Extrait
***

Différence et adaptabilité, décloisonnement et solidarité, … voilà des concepts qui font mouche et percolent également dans le discours de Florence Orlandi, cheffe du département des soins infirmiers de la HE Vinci. Rencontrée au plat pays, via écrans interposés également, l’infirmière en soins pédiatriques nous parle de la très riche collaboration tissée avec le Maroc depuis un peu plus de 5 ans à présent.

V MAG - Florence, pouvez-vous nous dire en quoi consiste exactement ce partenariat ?

F. O – Tout est parti d’une initiative du Ministère marocain de la Santé qui a approché l’institut du Parnasse-ISEI avec le souhait de mieux former les infirmier.e.s marocain.e.s à la néonatalogie et à la petite enfance. J’étais alors responsable de la spécialisation en pédiatrie et, avec mes collègues, nous avons répondu positivement à cette demande de collaboration, qui a d’ailleurs précédé de peu une convention plus large incluant tout le secteur de la santé (infirmiers, ergothérapeutes et kinésithérapeutes).

***

Items fournis

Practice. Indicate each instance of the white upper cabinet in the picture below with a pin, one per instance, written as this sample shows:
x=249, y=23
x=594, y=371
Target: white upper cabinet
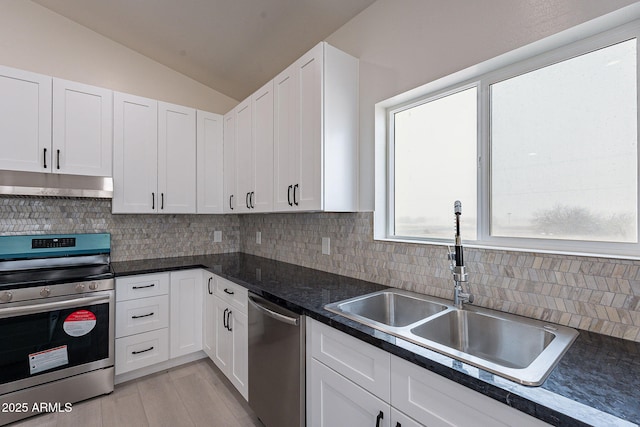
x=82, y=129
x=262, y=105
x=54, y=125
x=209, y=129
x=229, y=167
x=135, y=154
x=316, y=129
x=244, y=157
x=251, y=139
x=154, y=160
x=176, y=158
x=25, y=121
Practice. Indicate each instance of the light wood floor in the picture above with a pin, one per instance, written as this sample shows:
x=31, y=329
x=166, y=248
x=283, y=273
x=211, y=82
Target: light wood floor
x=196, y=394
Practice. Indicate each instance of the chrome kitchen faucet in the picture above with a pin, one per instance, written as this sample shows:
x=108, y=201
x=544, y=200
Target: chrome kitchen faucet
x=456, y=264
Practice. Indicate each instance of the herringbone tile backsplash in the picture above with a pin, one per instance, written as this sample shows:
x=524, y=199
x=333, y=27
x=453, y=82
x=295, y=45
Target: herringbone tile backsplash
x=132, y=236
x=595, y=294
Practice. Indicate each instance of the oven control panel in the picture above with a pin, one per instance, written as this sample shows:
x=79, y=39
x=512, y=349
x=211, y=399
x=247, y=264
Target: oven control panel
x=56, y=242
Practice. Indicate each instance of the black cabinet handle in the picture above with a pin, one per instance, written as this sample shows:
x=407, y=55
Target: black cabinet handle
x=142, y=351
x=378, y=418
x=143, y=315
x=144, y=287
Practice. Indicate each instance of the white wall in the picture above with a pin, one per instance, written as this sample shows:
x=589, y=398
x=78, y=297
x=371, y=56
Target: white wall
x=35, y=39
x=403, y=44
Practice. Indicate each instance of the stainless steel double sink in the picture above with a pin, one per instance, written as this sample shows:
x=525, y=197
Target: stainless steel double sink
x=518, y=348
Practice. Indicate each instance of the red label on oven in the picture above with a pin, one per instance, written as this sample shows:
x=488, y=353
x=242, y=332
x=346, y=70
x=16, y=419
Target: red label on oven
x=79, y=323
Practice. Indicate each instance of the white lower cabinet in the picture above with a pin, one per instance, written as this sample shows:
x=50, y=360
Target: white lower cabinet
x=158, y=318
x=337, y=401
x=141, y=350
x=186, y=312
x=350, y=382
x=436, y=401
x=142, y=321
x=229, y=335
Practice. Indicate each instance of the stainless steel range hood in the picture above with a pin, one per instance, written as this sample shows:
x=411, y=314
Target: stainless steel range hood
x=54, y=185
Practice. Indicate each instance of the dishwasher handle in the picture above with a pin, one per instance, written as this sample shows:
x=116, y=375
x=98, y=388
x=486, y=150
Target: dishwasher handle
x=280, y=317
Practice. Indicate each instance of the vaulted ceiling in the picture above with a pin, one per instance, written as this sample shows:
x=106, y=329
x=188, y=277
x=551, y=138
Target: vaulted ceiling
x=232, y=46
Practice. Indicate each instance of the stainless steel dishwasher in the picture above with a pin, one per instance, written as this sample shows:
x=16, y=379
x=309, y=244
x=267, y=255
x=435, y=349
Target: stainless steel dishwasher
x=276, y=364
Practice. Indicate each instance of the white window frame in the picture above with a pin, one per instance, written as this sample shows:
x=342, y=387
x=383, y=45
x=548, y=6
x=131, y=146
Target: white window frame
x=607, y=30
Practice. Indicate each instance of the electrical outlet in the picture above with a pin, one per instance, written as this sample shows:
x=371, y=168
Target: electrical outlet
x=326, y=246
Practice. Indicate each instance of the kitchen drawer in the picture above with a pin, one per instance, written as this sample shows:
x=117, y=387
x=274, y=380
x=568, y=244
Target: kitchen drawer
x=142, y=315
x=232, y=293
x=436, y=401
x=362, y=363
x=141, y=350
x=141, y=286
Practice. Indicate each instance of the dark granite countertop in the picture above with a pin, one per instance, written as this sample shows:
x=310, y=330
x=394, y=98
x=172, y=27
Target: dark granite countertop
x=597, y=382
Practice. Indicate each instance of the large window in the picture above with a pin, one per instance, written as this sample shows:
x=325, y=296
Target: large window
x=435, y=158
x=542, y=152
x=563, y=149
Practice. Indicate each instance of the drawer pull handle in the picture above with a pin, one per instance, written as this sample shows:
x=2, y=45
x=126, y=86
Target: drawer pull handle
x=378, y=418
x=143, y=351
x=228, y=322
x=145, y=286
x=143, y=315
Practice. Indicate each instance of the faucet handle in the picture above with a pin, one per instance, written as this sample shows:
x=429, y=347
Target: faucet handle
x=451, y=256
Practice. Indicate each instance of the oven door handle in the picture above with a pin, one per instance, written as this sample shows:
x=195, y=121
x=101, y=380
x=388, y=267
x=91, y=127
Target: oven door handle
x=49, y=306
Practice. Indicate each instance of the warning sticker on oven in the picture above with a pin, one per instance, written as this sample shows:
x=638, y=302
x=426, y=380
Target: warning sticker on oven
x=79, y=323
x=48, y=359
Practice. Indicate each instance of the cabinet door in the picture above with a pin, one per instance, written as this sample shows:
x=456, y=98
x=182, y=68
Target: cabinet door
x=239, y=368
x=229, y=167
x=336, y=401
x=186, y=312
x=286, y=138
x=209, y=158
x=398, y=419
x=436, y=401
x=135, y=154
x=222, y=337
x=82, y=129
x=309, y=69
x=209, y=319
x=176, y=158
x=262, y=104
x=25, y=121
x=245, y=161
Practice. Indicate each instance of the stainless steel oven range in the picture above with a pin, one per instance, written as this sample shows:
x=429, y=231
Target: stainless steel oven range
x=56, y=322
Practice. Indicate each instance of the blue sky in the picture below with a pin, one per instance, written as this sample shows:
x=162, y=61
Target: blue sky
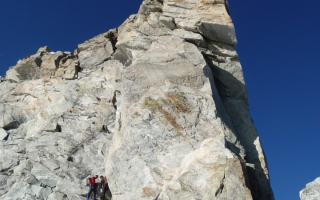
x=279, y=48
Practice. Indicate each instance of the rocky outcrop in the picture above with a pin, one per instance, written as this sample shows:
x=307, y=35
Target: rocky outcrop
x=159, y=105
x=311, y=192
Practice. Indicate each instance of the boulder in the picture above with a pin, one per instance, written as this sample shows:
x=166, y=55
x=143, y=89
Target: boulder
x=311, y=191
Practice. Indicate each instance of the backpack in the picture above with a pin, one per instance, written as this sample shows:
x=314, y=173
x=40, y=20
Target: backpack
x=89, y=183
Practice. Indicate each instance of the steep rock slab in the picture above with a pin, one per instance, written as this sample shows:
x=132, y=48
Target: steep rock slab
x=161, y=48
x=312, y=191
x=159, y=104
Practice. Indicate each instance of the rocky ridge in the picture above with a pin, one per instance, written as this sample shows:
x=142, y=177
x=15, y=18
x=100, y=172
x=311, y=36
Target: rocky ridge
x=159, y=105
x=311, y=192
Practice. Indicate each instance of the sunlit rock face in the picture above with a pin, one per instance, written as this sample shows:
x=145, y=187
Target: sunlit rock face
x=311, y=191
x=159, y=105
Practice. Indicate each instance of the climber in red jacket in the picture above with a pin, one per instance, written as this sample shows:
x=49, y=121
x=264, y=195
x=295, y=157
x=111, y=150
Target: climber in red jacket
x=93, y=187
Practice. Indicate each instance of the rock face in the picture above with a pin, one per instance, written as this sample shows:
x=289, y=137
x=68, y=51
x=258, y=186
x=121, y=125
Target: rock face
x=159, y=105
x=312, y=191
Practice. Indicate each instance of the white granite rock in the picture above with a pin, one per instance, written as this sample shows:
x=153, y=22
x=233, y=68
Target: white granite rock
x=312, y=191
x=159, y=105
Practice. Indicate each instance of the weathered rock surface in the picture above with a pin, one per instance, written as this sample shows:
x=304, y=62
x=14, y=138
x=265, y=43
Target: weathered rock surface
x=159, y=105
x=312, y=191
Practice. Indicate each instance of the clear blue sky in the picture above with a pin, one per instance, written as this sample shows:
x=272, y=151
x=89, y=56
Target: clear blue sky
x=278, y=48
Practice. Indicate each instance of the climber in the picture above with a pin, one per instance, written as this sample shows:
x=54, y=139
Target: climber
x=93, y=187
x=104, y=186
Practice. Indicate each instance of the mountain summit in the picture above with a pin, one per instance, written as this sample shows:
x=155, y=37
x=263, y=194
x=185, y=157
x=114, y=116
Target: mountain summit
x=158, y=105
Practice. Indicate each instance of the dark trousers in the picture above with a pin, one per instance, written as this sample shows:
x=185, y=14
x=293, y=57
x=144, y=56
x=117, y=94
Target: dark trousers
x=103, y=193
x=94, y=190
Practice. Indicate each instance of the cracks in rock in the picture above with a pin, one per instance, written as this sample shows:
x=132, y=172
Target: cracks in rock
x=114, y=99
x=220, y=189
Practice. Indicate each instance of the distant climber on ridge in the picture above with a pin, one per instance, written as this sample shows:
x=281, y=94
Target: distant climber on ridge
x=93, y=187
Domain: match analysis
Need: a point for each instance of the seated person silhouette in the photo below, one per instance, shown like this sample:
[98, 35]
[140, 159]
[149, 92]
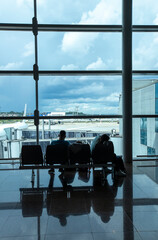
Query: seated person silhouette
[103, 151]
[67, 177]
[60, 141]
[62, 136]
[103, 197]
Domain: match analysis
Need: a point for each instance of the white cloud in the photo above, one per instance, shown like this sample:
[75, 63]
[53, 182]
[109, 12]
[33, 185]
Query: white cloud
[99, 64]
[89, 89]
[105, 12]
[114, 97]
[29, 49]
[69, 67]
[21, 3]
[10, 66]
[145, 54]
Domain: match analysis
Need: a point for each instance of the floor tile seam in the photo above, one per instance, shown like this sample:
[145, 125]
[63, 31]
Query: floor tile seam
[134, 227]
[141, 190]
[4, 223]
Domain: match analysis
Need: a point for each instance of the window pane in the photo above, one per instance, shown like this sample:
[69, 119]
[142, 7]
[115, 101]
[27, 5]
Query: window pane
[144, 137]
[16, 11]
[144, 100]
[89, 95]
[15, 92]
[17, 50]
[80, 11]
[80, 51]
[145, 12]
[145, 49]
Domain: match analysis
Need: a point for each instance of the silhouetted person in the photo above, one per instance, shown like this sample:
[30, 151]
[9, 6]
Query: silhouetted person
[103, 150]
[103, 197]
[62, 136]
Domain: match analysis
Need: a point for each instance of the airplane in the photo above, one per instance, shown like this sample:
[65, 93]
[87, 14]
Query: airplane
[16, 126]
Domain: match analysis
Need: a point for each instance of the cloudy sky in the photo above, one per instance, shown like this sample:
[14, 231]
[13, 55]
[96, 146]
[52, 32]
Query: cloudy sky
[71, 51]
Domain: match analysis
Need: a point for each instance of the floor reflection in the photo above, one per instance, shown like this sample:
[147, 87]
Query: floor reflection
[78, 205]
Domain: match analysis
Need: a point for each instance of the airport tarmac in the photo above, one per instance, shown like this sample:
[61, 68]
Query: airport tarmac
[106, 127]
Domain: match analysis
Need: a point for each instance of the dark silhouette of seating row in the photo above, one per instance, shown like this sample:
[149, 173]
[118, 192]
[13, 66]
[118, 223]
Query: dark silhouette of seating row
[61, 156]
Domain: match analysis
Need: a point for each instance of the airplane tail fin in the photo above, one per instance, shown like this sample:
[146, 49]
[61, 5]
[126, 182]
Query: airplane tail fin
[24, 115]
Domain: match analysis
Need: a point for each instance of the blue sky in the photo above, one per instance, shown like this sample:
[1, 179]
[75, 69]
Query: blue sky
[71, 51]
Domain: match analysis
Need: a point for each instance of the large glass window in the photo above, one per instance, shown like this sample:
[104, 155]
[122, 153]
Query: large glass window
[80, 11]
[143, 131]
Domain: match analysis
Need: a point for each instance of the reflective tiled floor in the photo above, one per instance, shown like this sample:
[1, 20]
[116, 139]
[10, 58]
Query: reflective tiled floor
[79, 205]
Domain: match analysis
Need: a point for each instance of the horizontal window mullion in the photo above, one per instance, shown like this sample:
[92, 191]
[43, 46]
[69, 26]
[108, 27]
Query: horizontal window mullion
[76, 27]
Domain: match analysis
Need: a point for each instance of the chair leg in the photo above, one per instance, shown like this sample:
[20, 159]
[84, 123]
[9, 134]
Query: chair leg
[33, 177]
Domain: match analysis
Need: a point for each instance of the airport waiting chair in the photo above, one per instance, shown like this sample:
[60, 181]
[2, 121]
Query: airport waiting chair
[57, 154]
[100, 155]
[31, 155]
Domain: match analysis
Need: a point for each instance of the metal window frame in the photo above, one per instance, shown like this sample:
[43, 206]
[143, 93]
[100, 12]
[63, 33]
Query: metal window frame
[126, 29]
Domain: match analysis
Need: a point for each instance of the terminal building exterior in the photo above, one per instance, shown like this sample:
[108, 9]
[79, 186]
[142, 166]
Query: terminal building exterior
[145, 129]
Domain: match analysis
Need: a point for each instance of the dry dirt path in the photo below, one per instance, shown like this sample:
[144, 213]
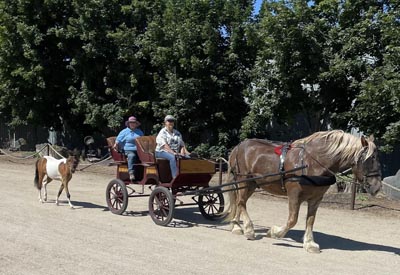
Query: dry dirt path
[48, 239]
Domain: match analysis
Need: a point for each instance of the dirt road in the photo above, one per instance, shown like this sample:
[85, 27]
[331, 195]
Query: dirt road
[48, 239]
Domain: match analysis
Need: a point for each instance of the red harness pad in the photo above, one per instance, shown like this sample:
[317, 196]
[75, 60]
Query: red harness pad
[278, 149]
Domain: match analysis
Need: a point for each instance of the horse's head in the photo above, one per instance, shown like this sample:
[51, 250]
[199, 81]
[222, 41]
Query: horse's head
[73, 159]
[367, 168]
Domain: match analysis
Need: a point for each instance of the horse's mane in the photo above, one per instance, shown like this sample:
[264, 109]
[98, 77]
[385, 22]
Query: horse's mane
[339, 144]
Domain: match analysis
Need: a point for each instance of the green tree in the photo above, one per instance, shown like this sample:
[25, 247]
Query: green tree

***

Consigne 1
Transcrivez fidèlement le passage de l'extrait qui débute aux mots « Différence et adaptabilité, décloisonnement » et se termine après les mots « exactement ce partenariat ? ».
Consigne 2
Relevez tous les concepts énumérés dans la première phrase de l'extrait.
Les items proviennent d'une autre source que l'extrait.

Réponse attendue 1
Différence et adaptabilité, décloisonnement et solidarité, … voilà des concepts qui font mouche et percolent également dans le discours de Florence Orlandi, cheffe du département des soins infirmiers de la HE Vinci. Rencontrée au plat pays, via écrans interposés également, l’infirmière en soins pédiatriques nous parle de la très riche collaboration tissée avec le Maroc depuis un peu plus de 5 ans à présent.

V MAG - Florence, pouvez-vous nous dire en quoi consiste exactement ce partenariat ?

Réponse attendue 2
Différence, adaptabilité, décloisonnement, solidarité